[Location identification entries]
####

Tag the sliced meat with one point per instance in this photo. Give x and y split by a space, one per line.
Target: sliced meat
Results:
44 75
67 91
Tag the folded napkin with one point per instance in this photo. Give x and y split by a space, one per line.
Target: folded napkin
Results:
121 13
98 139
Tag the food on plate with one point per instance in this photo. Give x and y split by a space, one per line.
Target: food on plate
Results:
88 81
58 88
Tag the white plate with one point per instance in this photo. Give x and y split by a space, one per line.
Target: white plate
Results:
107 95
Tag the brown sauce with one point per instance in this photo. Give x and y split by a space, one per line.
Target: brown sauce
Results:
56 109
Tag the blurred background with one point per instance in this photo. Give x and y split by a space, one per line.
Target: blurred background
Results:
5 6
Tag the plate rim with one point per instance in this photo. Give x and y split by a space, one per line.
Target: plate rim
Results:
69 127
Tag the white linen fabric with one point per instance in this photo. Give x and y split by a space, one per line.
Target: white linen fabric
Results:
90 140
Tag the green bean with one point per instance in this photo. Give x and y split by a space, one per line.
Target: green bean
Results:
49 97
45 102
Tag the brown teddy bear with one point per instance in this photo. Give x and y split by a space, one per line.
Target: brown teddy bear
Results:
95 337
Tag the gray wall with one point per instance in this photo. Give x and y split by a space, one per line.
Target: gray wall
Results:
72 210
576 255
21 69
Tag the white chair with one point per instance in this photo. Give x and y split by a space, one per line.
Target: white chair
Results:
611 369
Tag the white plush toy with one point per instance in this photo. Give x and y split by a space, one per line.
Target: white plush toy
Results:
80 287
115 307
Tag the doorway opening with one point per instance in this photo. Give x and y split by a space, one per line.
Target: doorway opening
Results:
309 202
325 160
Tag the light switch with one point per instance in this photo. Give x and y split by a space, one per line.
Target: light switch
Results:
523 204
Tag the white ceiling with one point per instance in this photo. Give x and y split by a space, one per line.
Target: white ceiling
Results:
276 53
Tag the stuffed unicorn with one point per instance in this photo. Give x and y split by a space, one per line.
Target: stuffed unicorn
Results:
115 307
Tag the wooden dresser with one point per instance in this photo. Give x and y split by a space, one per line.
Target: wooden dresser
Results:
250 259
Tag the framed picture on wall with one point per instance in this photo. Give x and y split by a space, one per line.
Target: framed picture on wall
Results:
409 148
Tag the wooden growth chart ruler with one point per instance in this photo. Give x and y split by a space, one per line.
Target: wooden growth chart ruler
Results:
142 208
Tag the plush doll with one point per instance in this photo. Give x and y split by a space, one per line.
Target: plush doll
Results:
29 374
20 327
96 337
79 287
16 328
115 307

####

**Requirements:** From the line with "Tag the doorway" to the last line of the material, give every line again exactly, and only those lines.

**Exercise result:**
Tag the doorway opening with one point per instance in this photo. Give x and y split by a space, one per line.
Target: doorway opening
Results:
309 202
325 160
Tag the light switch with one point per instance in this photo. Give x and y split by a space, one per line.
Target: light switch
Results:
523 204
Tag the white ceiling with one point per instance in this photo. Give x and y split by a space, one per line.
Target: white ceiling
Results:
276 53
Tag the stuffed unicorn with one point per instance in this photo. Give x and y split by a space, one per line.
Target: stuffed unicorn
Results:
115 307
Tag the wooden dresser with one point per instance in this photo. Give x and y split by a space, one per line.
Target: wooden dresser
Results:
250 259
Tag the framed picture on wall with one point per instance in this photo. Give x and y split by a space, one per line.
Target: framed picture on wall
Results:
409 148
Tag the wooden growth chart ruler with one point per instance in this photo. Give x and y split by a space, one per line.
Target: wooden growth chart ruler
Results:
142 208
Tag the plush doll with one point per instance in this photo. Give x and y split by a space, one per line.
Target: plush doll
Results:
29 374
20 327
96 337
79 287
16 328
115 307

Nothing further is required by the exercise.